WRITTEN INSTRUCTION:
Copy all of the data below word for word, leaving out the pictures.

STORED RECORDS:
------
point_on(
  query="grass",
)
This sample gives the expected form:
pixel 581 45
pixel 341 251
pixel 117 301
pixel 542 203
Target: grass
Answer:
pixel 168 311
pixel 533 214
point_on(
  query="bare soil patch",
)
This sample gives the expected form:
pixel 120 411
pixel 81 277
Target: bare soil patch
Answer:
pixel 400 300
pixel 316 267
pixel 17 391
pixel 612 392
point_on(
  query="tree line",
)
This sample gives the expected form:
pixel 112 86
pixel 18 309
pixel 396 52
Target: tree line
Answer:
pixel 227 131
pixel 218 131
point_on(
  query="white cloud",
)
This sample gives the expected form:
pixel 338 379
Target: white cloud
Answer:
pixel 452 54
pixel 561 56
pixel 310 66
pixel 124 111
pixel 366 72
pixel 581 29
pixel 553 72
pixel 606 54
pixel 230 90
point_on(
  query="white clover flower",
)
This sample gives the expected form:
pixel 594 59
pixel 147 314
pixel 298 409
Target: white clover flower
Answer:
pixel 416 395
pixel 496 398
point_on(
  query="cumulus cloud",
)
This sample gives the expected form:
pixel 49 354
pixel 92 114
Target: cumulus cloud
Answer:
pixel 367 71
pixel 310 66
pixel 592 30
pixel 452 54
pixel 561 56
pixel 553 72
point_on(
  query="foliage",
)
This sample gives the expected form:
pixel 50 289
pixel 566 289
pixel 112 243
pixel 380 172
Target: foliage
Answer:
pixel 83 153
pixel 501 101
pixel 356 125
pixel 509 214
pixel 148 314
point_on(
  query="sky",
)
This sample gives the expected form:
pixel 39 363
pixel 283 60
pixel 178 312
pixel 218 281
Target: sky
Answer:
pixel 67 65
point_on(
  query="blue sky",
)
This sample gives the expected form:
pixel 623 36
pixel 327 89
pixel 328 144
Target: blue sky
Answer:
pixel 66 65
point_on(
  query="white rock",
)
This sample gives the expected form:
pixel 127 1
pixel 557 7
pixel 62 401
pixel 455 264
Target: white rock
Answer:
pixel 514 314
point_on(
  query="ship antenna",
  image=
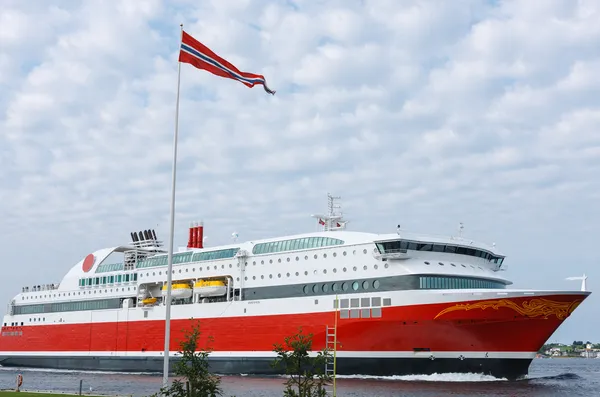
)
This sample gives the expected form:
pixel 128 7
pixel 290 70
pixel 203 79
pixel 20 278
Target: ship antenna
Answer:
pixel 333 220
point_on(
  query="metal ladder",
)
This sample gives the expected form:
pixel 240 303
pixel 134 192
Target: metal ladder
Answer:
pixel 331 346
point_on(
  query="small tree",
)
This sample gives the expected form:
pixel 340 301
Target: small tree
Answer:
pixel 192 366
pixel 307 375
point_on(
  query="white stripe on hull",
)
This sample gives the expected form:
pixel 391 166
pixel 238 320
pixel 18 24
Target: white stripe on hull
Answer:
pixel 267 354
pixel 271 307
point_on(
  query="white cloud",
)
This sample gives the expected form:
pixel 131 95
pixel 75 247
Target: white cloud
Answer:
pixel 424 114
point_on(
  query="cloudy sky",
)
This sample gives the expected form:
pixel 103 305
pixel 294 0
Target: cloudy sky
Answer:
pixel 425 114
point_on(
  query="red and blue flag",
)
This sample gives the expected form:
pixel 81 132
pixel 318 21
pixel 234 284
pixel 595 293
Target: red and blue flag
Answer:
pixel 200 56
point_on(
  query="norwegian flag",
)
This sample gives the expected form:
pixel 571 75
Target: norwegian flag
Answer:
pixel 200 56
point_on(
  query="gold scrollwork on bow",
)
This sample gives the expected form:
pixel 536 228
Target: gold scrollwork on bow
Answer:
pixel 533 308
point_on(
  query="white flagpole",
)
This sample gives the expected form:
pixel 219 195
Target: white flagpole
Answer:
pixel 170 252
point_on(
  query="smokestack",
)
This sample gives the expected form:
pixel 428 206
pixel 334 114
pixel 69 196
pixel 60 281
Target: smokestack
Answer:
pixel 200 234
pixel 191 236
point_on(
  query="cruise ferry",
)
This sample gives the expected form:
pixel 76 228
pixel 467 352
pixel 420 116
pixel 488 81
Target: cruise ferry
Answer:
pixel 405 304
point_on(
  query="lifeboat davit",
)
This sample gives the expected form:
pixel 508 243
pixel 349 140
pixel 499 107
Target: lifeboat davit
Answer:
pixel 178 291
pixel 210 288
pixel 149 301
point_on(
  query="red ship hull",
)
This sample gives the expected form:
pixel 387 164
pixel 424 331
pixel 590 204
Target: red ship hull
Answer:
pixel 491 336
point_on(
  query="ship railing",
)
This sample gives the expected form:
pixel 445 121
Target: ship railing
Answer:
pixel 399 253
pixel 41 287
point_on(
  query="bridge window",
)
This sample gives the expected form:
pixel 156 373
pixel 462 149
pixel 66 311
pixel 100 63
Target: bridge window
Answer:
pixel 388 247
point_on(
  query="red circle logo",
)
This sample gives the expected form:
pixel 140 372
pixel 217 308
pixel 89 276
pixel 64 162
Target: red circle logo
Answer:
pixel 88 263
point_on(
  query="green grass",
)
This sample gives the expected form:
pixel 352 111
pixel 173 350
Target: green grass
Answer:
pixel 32 394
pixel 38 394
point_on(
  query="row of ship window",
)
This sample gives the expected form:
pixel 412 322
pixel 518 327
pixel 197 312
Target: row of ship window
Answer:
pixel 263 248
pixel 425 282
pixel 98 304
pixel 118 278
pixel 75 293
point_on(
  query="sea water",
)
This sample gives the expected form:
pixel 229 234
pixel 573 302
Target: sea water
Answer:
pixel 573 377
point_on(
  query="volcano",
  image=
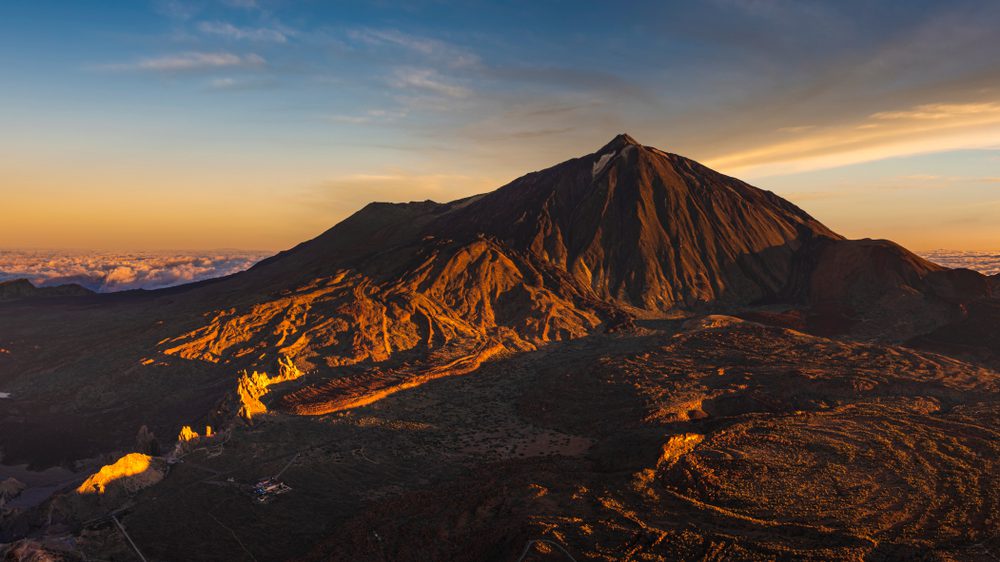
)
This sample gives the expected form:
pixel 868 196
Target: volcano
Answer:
pixel 583 355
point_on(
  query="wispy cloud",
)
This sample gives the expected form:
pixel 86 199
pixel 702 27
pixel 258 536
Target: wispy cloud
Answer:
pixel 176 9
pixel 922 128
pixel 430 49
pixel 230 31
pixel 243 4
pixel 938 111
pixel 190 61
pixel 428 80
pixel 370 116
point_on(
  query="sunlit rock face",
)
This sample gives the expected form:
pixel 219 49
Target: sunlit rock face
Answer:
pixel 130 473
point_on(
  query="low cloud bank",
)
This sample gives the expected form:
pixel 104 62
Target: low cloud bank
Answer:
pixel 983 262
pixel 107 272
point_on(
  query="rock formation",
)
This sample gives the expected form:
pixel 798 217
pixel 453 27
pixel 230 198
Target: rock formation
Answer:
pixel 130 473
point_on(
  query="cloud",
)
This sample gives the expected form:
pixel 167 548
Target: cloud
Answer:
pixel 230 31
pixel 937 111
pixel 108 272
pixel 191 61
pixel 242 4
pixel 176 9
pixel 922 128
pixel 430 49
pixel 428 80
pixel 984 262
pixel 370 116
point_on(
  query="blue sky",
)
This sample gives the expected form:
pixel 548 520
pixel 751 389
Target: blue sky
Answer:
pixel 259 123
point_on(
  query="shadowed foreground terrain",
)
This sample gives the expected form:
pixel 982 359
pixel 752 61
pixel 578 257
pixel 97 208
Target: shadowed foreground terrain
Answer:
pixel 628 355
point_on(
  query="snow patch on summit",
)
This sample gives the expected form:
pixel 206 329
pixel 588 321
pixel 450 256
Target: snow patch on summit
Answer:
pixel 601 163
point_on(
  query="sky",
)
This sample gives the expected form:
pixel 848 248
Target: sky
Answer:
pixel 256 124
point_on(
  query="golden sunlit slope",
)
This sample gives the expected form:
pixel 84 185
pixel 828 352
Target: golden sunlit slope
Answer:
pixel 626 354
pixel 401 294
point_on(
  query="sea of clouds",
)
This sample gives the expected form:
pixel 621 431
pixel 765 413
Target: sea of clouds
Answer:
pixel 983 262
pixel 121 271
pixel 109 271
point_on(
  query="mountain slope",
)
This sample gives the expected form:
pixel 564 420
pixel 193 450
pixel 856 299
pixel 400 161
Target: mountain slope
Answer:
pixel 552 255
------
EXERCISE RESULT:
point_on(
  query="grass",
)
This sample gives the expected form:
pixel 581 45
pixel 341 251
pixel 117 301
pixel 542 203
Target: grass
Answer:
pixel 168 311
pixel 533 214
point_on(
  query="bare soil patch",
)
This sample gives the expected form:
pixel 120 411
pixel 81 277
Target: bare soil patch
Answer:
pixel 400 300
pixel 316 267
pixel 17 391
pixel 612 392
point_on(
  query="tree line",
)
This sample gives the expected form:
pixel 112 86
pixel 18 309
pixel 396 52
Target: tree line
Answer:
pixel 227 131
pixel 218 131
point_on(
  query="white cloud",
)
This sample gives the expected form:
pixel 338 379
Target: white cloud
Answer:
pixel 452 54
pixel 561 56
pixel 310 66
pixel 124 111
pixel 366 72
pixel 581 29
pixel 553 72
pixel 606 54
pixel 230 90
point_on(
  query="white clover flower",
)
This sample gives the expected form:
pixel 594 59
pixel 147 314
pixel 298 409
Target: white clover flower
Answer:
pixel 416 395
pixel 496 398
point_on(
  query="cumulus cloud",
)
This sample gives the expected form:
pixel 49 354
pixel 92 114
Target: cumulus cloud
Answer:
pixel 367 71
pixel 310 66
pixel 592 30
pixel 452 54
pixel 561 56
pixel 553 72
point_on(
  query="foliage",
)
This sample gives the expected form:
pixel 50 289
pixel 566 289
pixel 112 243
pixel 380 172
Target: foliage
Answer:
pixel 83 153
pixel 501 101
pixel 356 125
pixel 509 214
pixel 148 314
point_on(
  query="sky",
)
This sample gives the expected form:
pixel 39 363
pixel 283 60
pixel 178 312
pixel 218 281
Target: sky
Answer:
pixel 67 65
point_on(
  query="blue sky",
)
This sample gives the expected form:
pixel 623 36
pixel 327 89
pixel 328 144
Target: blue sky
Answer:
pixel 66 65
point_on(
  query="white rock",
)
This sample gives the expected form:
pixel 127 1
pixel 557 7
pixel 62 401
pixel 455 264
Target: white rock
Answer:
pixel 514 314
point_on(
  query="ship antenna",
  image=
)
This sample gives the expected form:
pixel 128 7
pixel 290 70
pixel 203 79
pixel 20 278
Target: ship antenna
Answer:
pixel 333 220
point_on(
  query="metal ladder",
)
This sample gives the expected form:
pixel 240 303
pixel 134 192
Target: metal ladder
Answer:
pixel 331 346
point_on(
  query="small tree",
)
This sample gives the expected form:
pixel 340 301
Target: small tree
Answer:
pixel 192 366
pixel 307 375
point_on(
  query="white stripe on hull",
)
This sample gives the expected form:
pixel 391 166
pixel 238 320
pixel 18 24
Target: white stripe on hull
Answer:
pixel 267 354
pixel 271 307
point_on(
  query="white cloud",
)
This sample gives the expected form:
pixel 131 95
pixel 75 247
Target: white cloud
Answer:
pixel 424 114
point_on(
  query="cloudy sky",
)
This sample gives the expected form:
pixel 103 305
pixel 294 0
Target: cloudy sky
Answer:
pixel 425 114
point_on(
  query="red and blue flag",
)
This sample gives the expected form:
pixel 81 132
pixel 318 21
pixel 234 284
pixel 595 293
Target: red and blue flag
Answer:
pixel 200 56
point_on(
  query="norwegian flag",
)
This sample gives the expected form:
pixel 571 75
Target: norwegian flag
Answer:
pixel 200 56
point_on(
  query="gold scrollwork on bow",
)
This sample gives the expected form:
pixel 536 228
Target: gold scrollwork on bow
Answer:
pixel 533 308
point_on(
  query="white flagpole",
)
This sample gives the expected form:
pixel 219 195
Target: white flagpole
Answer:
pixel 170 252
point_on(
  query="smokestack",
)
This sample gives the expected form:
pixel 428 206
pixel 334 114
pixel 69 196
pixel 60 281
Target: smokestack
Answer:
pixel 200 234
pixel 191 236
point_on(
  query="cruise ferry",
)
This sample gives the expected form:
pixel 76 228
pixel 467 352
pixel 420 116
pixel 488 81
Target: cruise ferry
Answer:
pixel 405 304
point_on(
  query="lifeboat davit",
)
This sample gives the expected form:
pixel 508 243
pixel 349 140
pixel 499 107
Target: lifeboat davit
Answer:
pixel 178 291
pixel 210 288
pixel 149 301
point_on(
  query="red ship hull",
)
This sample gives the expected form:
pixel 387 164
pixel 424 331
pixel 590 204
Target: red ship hull
Answer:
pixel 491 336
point_on(
  query="ship railing",
)
This sample gives the expected form:
pixel 445 121
Target: ship railing
Answer:
pixel 399 253
pixel 41 287
point_on(
  query="bridge window",
)
This sample gives the expected form:
pixel 156 373
pixel 462 149
pixel 66 311
pixel 100 63
Target: bridge window
Answer:
pixel 388 247
point_on(
  query="red circle logo",
)
This sample gives the expected form:
pixel 140 372
pixel 217 308
pixel 89 276
pixel 64 162
Target: red circle logo
Answer:
pixel 88 263
point_on(
  query="green grass",
)
This sample gives the expected form:
pixel 352 111
pixel 173 350
Target: green grass
Answer:
pixel 32 394
pixel 38 394
point_on(
  query="row of ship window",
)
This sample gives the expected form:
pixel 412 322
pixel 518 327
pixel 197 312
Target: row of ship window
Answer:
pixel 263 248
pixel 425 282
pixel 98 304
pixel 118 278
pixel 75 293
point_on(
  query="sea water",
)
This sample gives the expected form:
pixel 229 234
pixel 573 302
Target: sea water
Answer:
pixel 573 377
point_on(
  query="volcano",
  image=
)
This sample gives the expected form:
pixel 868 196
Target: volcano
Answer:
pixel 583 355
point_on(
  query="wispy cloud",
)
This sample gives the expected form:
pixel 86 199
pixel 702 27
pixel 258 536
Target: wispy cloud
Answer:
pixel 176 9
pixel 922 128
pixel 430 49
pixel 230 31
pixel 243 4
pixel 938 111
pixel 190 61
pixel 428 80
pixel 370 116
point_on(
  query="sunlit rock face",
)
This sample gives the expected form:
pixel 219 49
Target: sunlit rock face
Answer:
pixel 130 473
point_on(
  query="low cloud bank",
)
This sample gives the expected form:
pixel 104 62
Target: low cloud bank
Answer:
pixel 983 262
pixel 107 272
point_on(
  query="rock formation",
)
This sample gives the expected form:
pixel 798 217
pixel 453 27
pixel 230 198
Target: rock formation
Answer:
pixel 130 473
point_on(
  query="cloud",
)
This sample gives the expected form:
pixel 167 548
Target: cloud
Answer:
pixel 230 31
pixel 937 111
pixel 108 272
pixel 191 61
pixel 242 4
pixel 176 9
pixel 922 128
pixel 430 49
pixel 428 80
pixel 984 262
pixel 370 116
point_on(
  query="blue sky",
)
This sample gives the expected form:
pixel 548 520
pixel 751 389
Target: blue sky
Answer:
pixel 259 123
point_on(
  query="shadowed foreground terrain",
)
This sample gives the expected form:
pixel 982 359
pixel 752 61
pixel 578 257
pixel 97 208
Target: shadowed foreground terrain
Answer:
pixel 628 355
point_on(
  query="snow patch on summit",
)
This sample gives the expected form:
pixel 206 329
pixel 588 321
pixel 450 256
Target: snow patch on summit
Answer:
pixel 601 163
point_on(
  query="sky",
)
This sample gives the expected form:
pixel 848 248
Target: sky
Answer:
pixel 256 124
point_on(
  query="golden sunlit slope",
)
This sample gives the expected form:
pixel 84 185
pixel 828 352
Target: golden sunlit slope
Answer:
pixel 626 354
pixel 401 294
point_on(
  query="sea of clouds",
)
This sample gives the expected form:
pixel 621 431
pixel 765 413
Target: sea of clouds
Answer:
pixel 983 262
pixel 121 271
pixel 109 271
point_on(
  query="mountain slope",
)
This sample gives the expected form:
pixel 564 420
pixel 193 450
pixel 856 299
pixel 400 161
Target: mountain slope
Answer:
pixel 552 255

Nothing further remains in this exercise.